[Data extracted from a collection]
++++++

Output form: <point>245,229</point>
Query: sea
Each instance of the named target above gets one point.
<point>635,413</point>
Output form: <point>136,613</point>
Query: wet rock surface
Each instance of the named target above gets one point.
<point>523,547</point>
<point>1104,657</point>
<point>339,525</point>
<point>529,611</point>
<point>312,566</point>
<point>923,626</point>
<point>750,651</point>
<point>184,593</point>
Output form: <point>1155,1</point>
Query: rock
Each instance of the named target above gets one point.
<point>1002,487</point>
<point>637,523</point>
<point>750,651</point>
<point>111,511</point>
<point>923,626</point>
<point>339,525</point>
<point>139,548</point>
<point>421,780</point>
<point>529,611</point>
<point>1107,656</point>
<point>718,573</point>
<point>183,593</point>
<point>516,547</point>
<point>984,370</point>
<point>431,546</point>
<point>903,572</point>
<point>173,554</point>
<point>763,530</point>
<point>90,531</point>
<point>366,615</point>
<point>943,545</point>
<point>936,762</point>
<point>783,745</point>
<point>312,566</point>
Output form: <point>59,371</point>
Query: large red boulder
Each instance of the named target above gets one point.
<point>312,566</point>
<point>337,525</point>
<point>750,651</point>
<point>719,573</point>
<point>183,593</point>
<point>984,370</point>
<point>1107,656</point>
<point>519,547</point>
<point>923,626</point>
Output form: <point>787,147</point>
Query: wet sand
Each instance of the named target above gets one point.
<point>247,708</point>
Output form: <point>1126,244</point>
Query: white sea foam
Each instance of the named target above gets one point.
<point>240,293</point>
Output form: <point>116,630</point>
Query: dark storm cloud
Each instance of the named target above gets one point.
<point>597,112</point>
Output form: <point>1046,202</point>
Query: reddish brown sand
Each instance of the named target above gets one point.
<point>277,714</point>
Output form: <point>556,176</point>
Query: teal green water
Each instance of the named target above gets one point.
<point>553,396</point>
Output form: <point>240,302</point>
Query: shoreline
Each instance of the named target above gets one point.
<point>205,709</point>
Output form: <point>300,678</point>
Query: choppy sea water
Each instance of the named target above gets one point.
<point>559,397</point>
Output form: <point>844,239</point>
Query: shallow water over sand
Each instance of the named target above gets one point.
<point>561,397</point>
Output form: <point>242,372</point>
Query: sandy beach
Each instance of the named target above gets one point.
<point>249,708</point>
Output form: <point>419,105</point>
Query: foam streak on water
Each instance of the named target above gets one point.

++++++

» TO BE DONE
Reproduce the listing above line for line, without changing anything.

» ANSWER IN FULL
Output form: <point>245,229</point>
Query: sea
Each instance of the named target above gets one point.
<point>635,413</point>
Output form: <point>136,613</point>
Query: wet rock surface
Each instance of the named target above gets one point.
<point>523,547</point>
<point>1104,657</point>
<point>339,525</point>
<point>529,611</point>
<point>312,566</point>
<point>923,626</point>
<point>750,651</point>
<point>184,593</point>
Output form: <point>1155,1</point>
Query: rock
Each instance of the named target above gets one point.
<point>1002,487</point>
<point>637,523</point>
<point>750,651</point>
<point>111,511</point>
<point>923,626</point>
<point>339,525</point>
<point>139,548</point>
<point>421,780</point>
<point>529,611</point>
<point>1107,656</point>
<point>718,573</point>
<point>183,593</point>
<point>516,547</point>
<point>984,370</point>
<point>431,546</point>
<point>903,572</point>
<point>173,554</point>
<point>763,530</point>
<point>90,531</point>
<point>366,615</point>
<point>943,545</point>
<point>936,762</point>
<point>783,745</point>
<point>312,566</point>
Output form: <point>59,371</point>
Query: large red boulder
Each instance of the named target above gets one point.
<point>312,566</point>
<point>337,525</point>
<point>750,651</point>
<point>719,573</point>
<point>183,593</point>
<point>984,370</point>
<point>1107,656</point>
<point>519,547</point>
<point>923,626</point>
Output form: <point>787,147</point>
Query: wet sand
Each instance of the named target above gets one point.
<point>247,708</point>
Output form: <point>1126,244</point>
Query: white sea foam
Each instance of the named target above gets one point.
<point>240,293</point>
Output form: <point>116,630</point>
Query: dark storm cloud
Each instance of the named target above gets one point.
<point>597,112</point>
Output form: <point>1046,202</point>
Query: reddish brown sand
Each instance of the named target above gets one point.
<point>277,714</point>
Output form: <point>556,176</point>
Query: teal green water
Each instance of the named target above gets one point.
<point>553,396</point>
Output form: <point>240,302</point>
Query: shoreline
Each instance of the named target above gets one point.
<point>205,709</point>
Output form: <point>300,678</point>
Query: choppy sea water
Each instance of the named target above gets one point.
<point>559,397</point>
Output form: <point>844,239</point>
Query: shallow water over sand
Each instance of the named target above gets one point.
<point>561,397</point>
Output form: <point>242,372</point>
Query: sandy beach
Each instance of the named target above gets one point.
<point>249,708</point>
Output form: <point>419,105</point>
Query: foam streak on water
Each instance of the named target above gets one point.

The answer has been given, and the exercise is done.